─── Document excerpt ───
To draw a direct comparison, when I look at the examples in the github repository, all I can think is "I would never want to have this be a source of truth in my codebase". While I get frustrated w/ whitespace in yaml and the difficulty of reading complex json configuration, if I need a way to programmatically load complex data I would almost always rather use those two as a base and write a 'config-loader' in the language that I am already using for my project (instead of introducing another syntax into the mix)
Here's a public example - using Jsonnet to parametrize all core resources of a bare metal Kubernetes cluster: [1]. This in turn uses cluster.libsonnet [2], which sets up Calico, Metallb, Rook, Nginx-Ingress-Controller, Cert-Manager, CoreDNS, ...
Note that this top-level file aims to be the _entire_ source of truth for that particular cluster. I know of people who are reusing some of the dependent lib/*libsonnet code in their own deployments, which shows that this is not just abstraction for the sake of abstraction.
Jsonnet isn't perfect, but it allows for actual building of abstraction layers in configuration, guaranteed pure evaluation, and not a single line of text templated or repeated YAML.
[1] - https://cs.hackerspace.pl/hscloud/-/blob/cluster/kube/k0.lib...
[2] - https://cs.hackerspace.pl/hscloud/-/blob/cluster/kube/cluste...
Much like layered dockerfiles, mature configuration often comes from several places: env vars, configuration appropriate for checkin to git (no secrets), secrets configuration, and of course the old environment-specific configuration.
All of that merges to "The Configuration".
Also, these seem close to templating languages.
I've done this several times with a "stacked map" implementation (much like the JSP key lookups went through page / session / application scopes, or even more convoluted for Spring Webflow.
I'm not sure which is the lesser evil.
Actually, I think (as always), that it depends. For something simple like a config file for an app, JSON/YAML is usually fine.
But for something more complex, like IaC (Infrastructure as Code) definitions, I think perhaps "proper" programming languages might be more beneficial. I had a look at Pulumi just yesterday, and I very much like the idea of writing a simple C#/Typescript app to deploy my, when compared to something like HCL (HashiCorp Configuration Language) or bash scripts that wrap the Azure/AWS CLI tooling.
Honestly, I would prefer anything that mimics popular languages to lower the bar of reading.
I've played with it briefly, along with the Kubernetes plugin, and it was a nice experience.
─── Stored data ───
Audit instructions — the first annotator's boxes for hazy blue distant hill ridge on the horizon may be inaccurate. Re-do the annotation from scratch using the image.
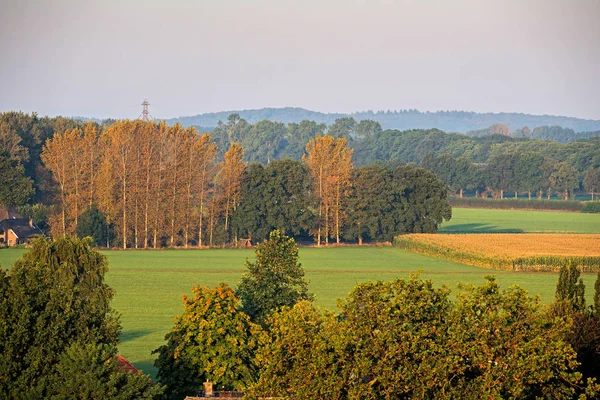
───
= Questions to answer =
**A.** In the forum thread on configuration languages, which tool did one commenter look at and like for writing a simple C# or TypeScript app for deployment?
**B.** Summarize the forum thread on configuration languages in two sentences.
**C.** Pick up the forum thread on configuration languages after its last sentence and continue it.

= Results for each task =
**A.** Pulumi.

**B.** One commenter would rather build on YAML or JSON and write a config loader in the project's own language than add another syntax. Others reply that Jsonnet can serve as the entire source of truth for a bare metal Kubernetes cluster without any templated YAML, and that JSON/YAML is usually fine for simple app config while proper programming languages, as with Pulumi, may suit infrastructure as code better.

**C.**
Better configuration doesn't mean more ways to treat config like code, or data like config, or god forbid, code. It means treating config like config and code like code. Gitops just makes me sad. Truth should only flow in one direction. The first time I had to write a script to utilize the GitHub API to auto-update a code repo I died a little inside.
Doesn't something like this go a little way toward solving that problem?
Heavy lifting needs to be done with code. If your config layer is growing, I would look for why that is and how you could push the complexity to the code or data and “boil down” the config until it can be represented with just keys and values.
Growing config means there’s areas of your application that aren’t being properly encapsulated. But once something is enshrined as config then it usually never will get treated as a legitimate application concern, worthy of a data model and a UI for changing it. Devs just keep adding onto it and before you know it you need a whole team just to deal with it.
Static languages like JSON and YAML are fine for toy configurations, but they don't scale to the most basic real-world configuration tasks. Consider any reasonably sized Kubernetes project that someone wants to make available for others to install in their cluster's. The project probably has thousands of lines of complex configuration but much of it will change subtly from one installation to another. Rather than distributing a copy of the configs and detailed instructions on how to manually configure the configuration for each use case, it becomes very naturally expedient to parameterize the configuration.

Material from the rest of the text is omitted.